-- Selected extract --
╭──

Beijing to require Ant’s Alipay to spin off separate loan app
Ant Group knows how its customers spend their money, and can target them for loans if they are profligate spenders. That practice may be about to end, according to a new report on upcoming regulator actions.
Since last December, Beijing has called for the break up of Alipay, the now ubiquitous Chinese payment app created by Jack Ma’s Ant Group.
In April, regulators ordered Ant Group to separate two of its credit and lending businesses, Huabei and Jiebei from the rest of its financial services in an effort to “cut off improper connections” between payments and financing services.
Now officials have reportedly asked Ant’s loan business to be spun off into a new app, according to the Financial Times. The plan will also require Ant to hand over the consumer data that once allowed it to determine credit scores to a joint venture that is partially state-owned.
Last week, three sources told Reuters that state-backed firms are set to take a sizable stake in Ant’s credit-scoring joint venture.
The news is the latest in a line of regulatory barricades erected in the past year against fintech companies, which have come under fire for utilizing consumer payment data to make lending decisions to millions of previously unbanked Chinese citizens.

╰──

Go on with the news report on Beijing's plan to split Ant's lending business from Alipay, starting after its final sentence.

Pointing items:
╭──

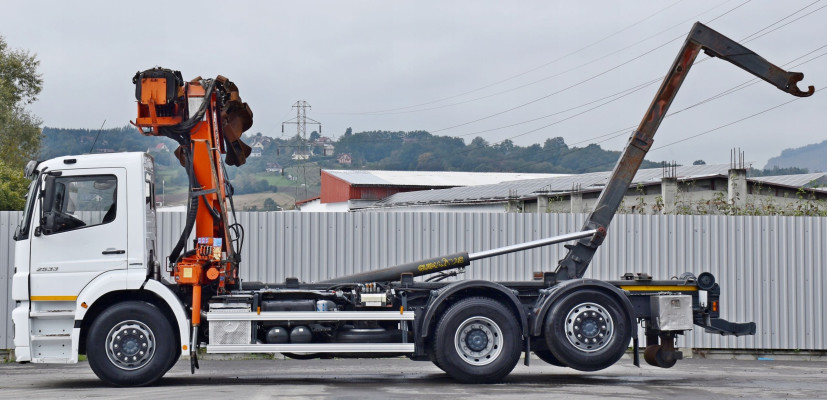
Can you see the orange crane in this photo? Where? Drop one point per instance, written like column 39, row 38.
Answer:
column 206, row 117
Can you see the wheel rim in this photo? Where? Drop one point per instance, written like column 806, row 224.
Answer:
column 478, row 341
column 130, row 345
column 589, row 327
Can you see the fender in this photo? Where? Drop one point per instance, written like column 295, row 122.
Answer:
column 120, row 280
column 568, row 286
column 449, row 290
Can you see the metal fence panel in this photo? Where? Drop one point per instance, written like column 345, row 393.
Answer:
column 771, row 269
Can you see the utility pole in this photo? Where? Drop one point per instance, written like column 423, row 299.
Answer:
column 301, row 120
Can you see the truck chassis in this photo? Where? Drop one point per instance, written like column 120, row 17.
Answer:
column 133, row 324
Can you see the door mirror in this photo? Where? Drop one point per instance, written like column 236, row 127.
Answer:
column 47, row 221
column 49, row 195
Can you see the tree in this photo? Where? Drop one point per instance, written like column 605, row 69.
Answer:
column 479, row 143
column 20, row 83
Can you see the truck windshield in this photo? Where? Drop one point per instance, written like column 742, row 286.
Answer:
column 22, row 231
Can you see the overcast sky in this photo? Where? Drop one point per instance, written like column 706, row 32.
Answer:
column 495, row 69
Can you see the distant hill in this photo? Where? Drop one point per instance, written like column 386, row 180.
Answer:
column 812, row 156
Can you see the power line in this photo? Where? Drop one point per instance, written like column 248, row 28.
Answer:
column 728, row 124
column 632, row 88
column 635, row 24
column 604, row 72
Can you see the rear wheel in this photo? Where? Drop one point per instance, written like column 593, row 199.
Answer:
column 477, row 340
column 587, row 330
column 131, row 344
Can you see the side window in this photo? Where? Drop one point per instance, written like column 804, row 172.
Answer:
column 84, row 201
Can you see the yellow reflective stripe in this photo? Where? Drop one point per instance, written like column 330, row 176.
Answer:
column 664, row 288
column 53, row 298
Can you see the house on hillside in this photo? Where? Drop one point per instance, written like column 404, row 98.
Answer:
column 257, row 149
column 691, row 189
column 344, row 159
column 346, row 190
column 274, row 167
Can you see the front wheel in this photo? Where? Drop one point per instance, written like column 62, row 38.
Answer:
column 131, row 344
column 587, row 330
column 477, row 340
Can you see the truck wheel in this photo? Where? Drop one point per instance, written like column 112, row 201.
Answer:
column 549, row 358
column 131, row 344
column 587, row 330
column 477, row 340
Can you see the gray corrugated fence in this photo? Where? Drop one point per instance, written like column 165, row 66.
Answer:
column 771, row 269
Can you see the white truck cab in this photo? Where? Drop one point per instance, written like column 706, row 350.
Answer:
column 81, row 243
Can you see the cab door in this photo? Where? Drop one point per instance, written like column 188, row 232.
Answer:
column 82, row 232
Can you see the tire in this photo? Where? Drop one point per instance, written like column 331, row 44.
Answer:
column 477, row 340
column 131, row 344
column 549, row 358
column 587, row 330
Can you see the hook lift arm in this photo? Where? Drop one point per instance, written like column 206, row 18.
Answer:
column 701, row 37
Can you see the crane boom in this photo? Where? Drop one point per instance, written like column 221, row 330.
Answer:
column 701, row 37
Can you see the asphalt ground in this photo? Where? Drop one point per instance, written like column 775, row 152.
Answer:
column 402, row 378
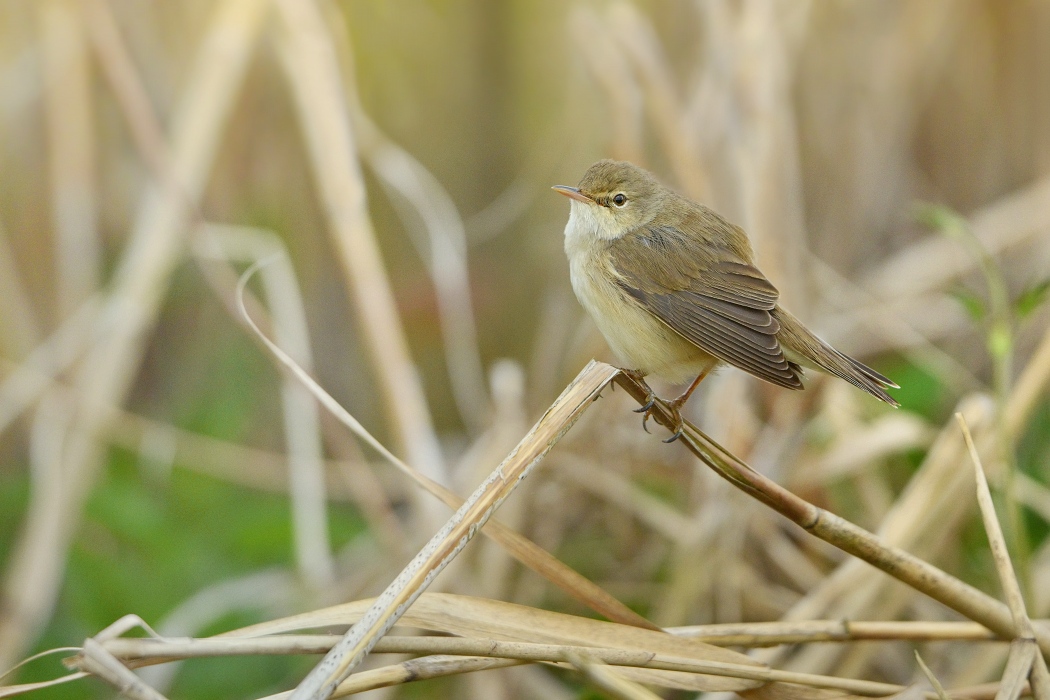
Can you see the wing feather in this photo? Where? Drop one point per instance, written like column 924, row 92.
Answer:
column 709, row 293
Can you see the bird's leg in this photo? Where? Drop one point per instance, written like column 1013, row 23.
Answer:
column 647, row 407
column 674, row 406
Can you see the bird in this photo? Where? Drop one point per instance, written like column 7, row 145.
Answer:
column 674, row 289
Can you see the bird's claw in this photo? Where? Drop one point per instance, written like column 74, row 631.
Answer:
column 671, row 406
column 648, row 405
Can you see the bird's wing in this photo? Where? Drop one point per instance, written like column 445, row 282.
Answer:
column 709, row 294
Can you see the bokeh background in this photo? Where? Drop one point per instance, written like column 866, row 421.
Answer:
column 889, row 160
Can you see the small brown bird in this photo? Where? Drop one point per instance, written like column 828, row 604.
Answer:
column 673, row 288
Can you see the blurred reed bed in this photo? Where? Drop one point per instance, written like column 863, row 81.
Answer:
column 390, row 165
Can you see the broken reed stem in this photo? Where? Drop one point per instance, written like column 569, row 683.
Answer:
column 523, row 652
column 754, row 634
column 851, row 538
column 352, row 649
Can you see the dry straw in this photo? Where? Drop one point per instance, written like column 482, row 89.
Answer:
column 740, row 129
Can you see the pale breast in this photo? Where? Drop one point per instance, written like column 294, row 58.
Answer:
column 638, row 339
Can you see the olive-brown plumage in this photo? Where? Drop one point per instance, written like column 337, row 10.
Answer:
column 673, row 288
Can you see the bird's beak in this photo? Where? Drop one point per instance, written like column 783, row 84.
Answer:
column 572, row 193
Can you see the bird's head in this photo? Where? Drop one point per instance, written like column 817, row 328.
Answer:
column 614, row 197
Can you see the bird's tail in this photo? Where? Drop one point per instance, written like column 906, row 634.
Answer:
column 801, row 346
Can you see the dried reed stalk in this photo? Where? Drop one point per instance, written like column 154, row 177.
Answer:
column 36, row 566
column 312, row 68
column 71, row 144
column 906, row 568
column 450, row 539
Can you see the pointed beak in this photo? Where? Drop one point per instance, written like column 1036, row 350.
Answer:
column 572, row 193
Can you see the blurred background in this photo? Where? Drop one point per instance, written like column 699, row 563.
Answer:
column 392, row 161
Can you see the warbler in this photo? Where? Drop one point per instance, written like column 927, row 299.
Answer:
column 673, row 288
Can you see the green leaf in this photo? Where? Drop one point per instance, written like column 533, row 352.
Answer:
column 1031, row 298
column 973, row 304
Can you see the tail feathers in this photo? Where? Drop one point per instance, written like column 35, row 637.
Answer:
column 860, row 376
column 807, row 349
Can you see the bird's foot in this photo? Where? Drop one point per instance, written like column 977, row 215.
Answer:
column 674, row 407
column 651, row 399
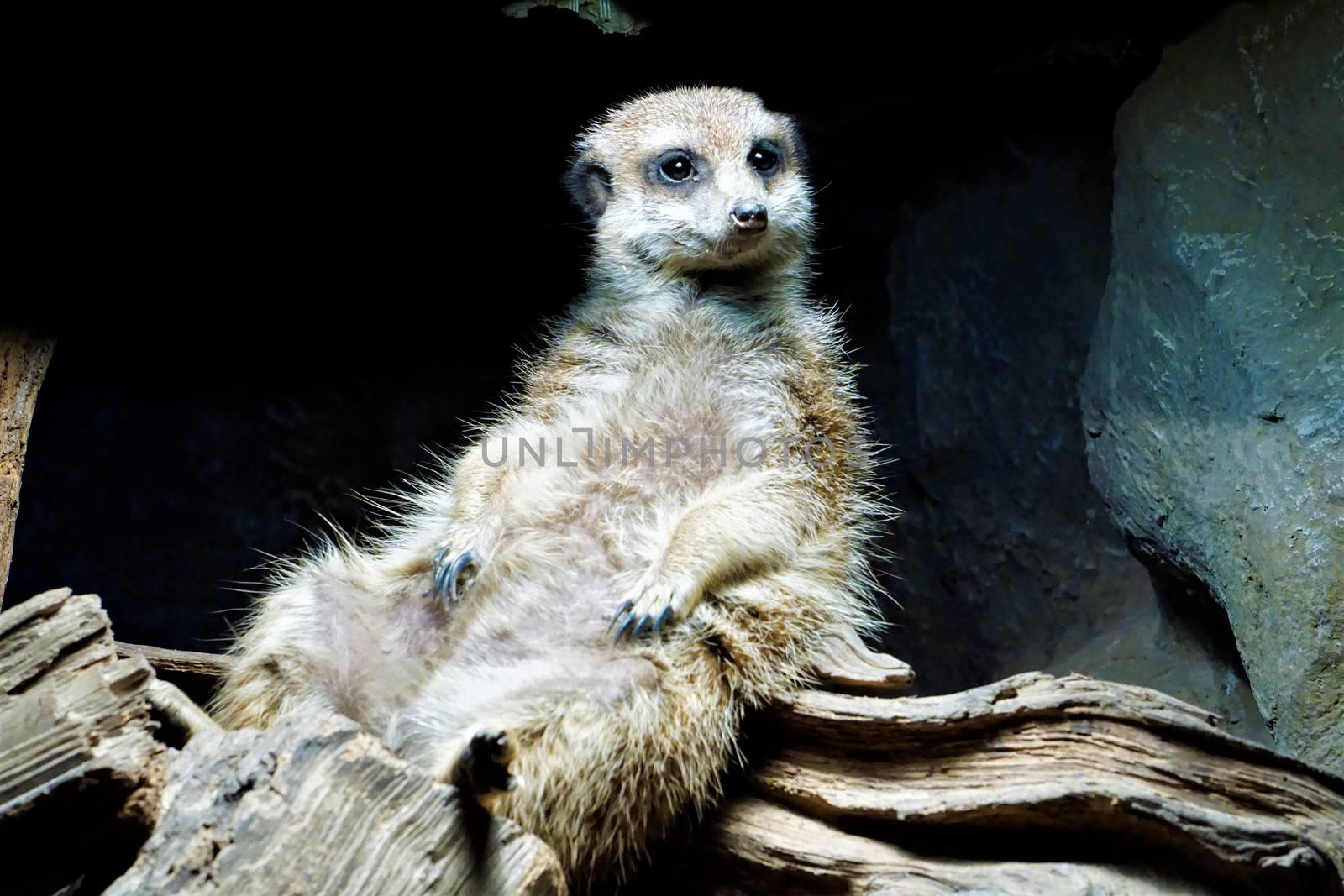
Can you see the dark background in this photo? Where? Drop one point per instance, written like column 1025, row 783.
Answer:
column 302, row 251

╰──
╭──

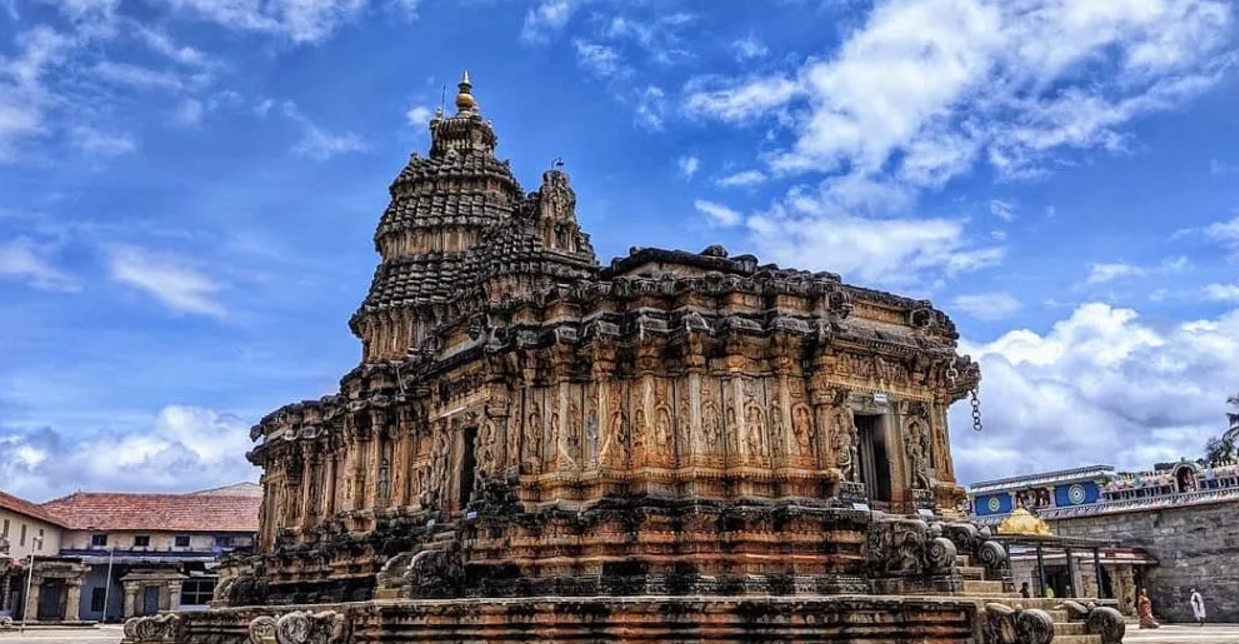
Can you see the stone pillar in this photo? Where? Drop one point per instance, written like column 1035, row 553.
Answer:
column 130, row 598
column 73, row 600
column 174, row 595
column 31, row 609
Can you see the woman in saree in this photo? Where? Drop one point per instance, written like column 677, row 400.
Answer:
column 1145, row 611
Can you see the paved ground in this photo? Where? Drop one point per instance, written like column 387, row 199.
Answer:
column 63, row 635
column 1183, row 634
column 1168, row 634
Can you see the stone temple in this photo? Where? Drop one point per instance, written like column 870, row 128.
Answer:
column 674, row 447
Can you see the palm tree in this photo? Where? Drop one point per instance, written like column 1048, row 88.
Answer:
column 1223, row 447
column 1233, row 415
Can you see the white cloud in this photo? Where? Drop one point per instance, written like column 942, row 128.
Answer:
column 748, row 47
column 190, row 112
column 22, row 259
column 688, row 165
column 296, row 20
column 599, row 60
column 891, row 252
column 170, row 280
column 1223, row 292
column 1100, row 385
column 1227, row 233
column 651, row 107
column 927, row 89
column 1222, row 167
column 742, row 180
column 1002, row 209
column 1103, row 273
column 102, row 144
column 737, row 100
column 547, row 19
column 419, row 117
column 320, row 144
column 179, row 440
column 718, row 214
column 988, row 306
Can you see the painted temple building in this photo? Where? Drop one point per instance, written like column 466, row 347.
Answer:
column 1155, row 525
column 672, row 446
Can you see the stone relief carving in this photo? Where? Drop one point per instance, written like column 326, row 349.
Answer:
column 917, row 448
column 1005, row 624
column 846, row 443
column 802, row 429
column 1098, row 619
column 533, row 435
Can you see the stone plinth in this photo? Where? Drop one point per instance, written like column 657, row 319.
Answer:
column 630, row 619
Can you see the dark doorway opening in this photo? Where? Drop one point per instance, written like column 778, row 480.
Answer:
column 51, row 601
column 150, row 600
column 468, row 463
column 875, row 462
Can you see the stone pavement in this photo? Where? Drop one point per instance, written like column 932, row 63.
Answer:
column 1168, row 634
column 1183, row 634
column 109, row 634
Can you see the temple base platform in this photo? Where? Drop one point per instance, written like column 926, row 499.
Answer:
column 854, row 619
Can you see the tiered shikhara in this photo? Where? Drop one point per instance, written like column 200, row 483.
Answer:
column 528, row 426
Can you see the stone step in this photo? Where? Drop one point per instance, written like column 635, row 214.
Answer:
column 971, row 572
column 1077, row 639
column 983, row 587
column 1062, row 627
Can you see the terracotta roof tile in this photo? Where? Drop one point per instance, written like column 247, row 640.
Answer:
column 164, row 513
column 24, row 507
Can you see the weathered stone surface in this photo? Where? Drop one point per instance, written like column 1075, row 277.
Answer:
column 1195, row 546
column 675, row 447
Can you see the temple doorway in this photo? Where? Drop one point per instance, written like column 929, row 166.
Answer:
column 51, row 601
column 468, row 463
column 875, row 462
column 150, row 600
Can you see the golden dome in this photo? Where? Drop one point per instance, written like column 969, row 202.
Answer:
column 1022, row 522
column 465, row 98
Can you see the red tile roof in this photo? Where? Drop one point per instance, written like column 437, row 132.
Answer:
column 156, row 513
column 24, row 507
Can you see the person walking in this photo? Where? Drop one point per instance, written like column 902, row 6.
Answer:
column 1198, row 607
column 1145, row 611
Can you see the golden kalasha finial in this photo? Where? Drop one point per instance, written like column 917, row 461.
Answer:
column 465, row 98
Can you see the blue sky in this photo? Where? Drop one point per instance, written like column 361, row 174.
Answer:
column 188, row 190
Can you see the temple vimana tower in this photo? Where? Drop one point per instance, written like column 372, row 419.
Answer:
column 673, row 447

╰──
╭──

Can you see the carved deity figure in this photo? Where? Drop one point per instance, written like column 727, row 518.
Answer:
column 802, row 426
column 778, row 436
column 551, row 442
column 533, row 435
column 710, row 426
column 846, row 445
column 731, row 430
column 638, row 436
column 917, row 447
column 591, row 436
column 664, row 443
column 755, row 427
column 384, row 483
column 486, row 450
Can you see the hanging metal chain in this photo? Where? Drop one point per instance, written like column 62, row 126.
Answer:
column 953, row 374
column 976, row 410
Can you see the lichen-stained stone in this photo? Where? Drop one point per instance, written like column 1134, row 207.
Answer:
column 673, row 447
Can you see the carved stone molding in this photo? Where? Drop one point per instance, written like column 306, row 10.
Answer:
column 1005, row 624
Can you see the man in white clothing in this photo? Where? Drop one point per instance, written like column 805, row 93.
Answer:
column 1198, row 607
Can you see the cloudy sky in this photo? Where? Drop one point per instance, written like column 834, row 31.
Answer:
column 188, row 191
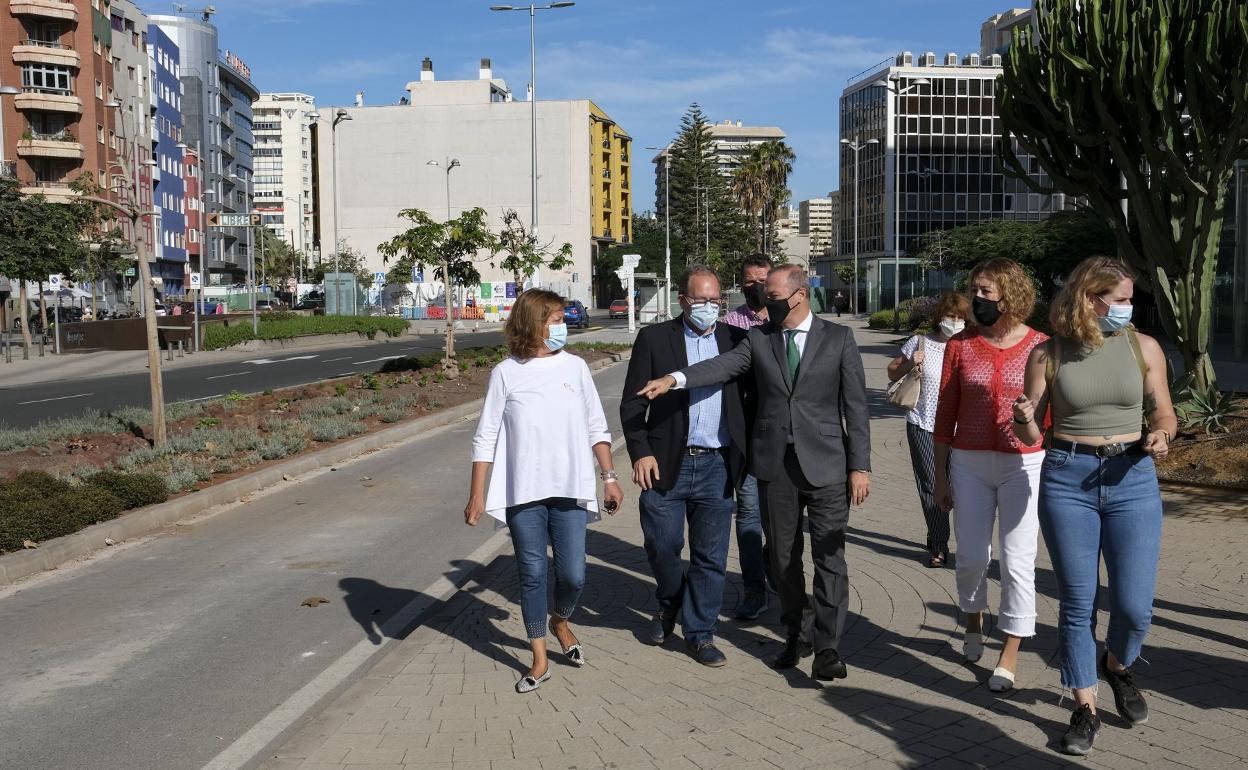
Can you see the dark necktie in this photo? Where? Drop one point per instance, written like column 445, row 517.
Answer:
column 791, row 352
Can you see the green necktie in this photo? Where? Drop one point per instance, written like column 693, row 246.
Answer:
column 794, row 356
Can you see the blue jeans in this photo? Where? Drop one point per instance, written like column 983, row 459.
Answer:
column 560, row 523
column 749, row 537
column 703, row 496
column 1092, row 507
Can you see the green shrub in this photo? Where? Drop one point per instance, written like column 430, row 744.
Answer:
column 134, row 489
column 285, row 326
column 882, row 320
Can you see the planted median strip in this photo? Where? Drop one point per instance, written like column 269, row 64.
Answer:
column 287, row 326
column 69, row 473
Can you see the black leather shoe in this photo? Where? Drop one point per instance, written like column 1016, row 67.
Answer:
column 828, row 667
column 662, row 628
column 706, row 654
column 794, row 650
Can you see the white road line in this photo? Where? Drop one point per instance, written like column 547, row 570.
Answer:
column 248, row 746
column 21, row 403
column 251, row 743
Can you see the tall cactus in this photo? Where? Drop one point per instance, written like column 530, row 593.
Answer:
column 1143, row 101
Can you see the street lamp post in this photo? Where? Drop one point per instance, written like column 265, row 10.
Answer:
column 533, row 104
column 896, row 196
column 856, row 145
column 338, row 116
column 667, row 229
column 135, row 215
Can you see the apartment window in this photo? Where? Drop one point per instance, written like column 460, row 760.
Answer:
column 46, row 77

╰──

-- Exercise answer --
That business, exemplified by Huabei, which operates like a credit card, and Jiebei, which makes unsecured loans, overtook the rest of Ant Group’s units in value, making up 39% of revenues in the first half of 2020. The unit issued one-tenth of the country’s non-mortgage consumer loans last year.
The result of Ant dragging its feet?
A finance expert told The China Project that the latest development is nothing new: since Ant’s IPO suspension last year, regulators have made clear that the fintech company must revise its integration of lending and payment services. In December, and then again in April, they have said that payment apps should only do payment; financial service apps should only do finance. The recent development is not an escalation, but the result of Ant’s persistent feet dragging.
By cutting payment services from loans, regulators are trying to prohibit Ant’s earlier basis for determining credit scores: a consumer’s expenditure history, which commentators alleged prioritized wanton spending over fiscal prudence.
“Imagine if the dominant payment processor also scored your credit (based on your payments through them) and gave you loans based on that score / history…Obviously there are some conflicts of interest,” wrote Techbuzz China’s host Rui Ma on Twitter.
This summer, the central bank reportedly told fintech players that lending decisions must be made based on ratings from approved credit scoring companies — those that evaluate trustworthiness based on standard factors like consumer’s debt ratio or income — rather than proprietary data.
“The government believes big tech’s monopoly power comes from their control of data,” said one person to FT. “It wants to end that.”
In April, regulators also demanded Ant restructure as a financial holding company so its financial services can be subject to appropriate financial regulation such as capital requirements to manage leverage.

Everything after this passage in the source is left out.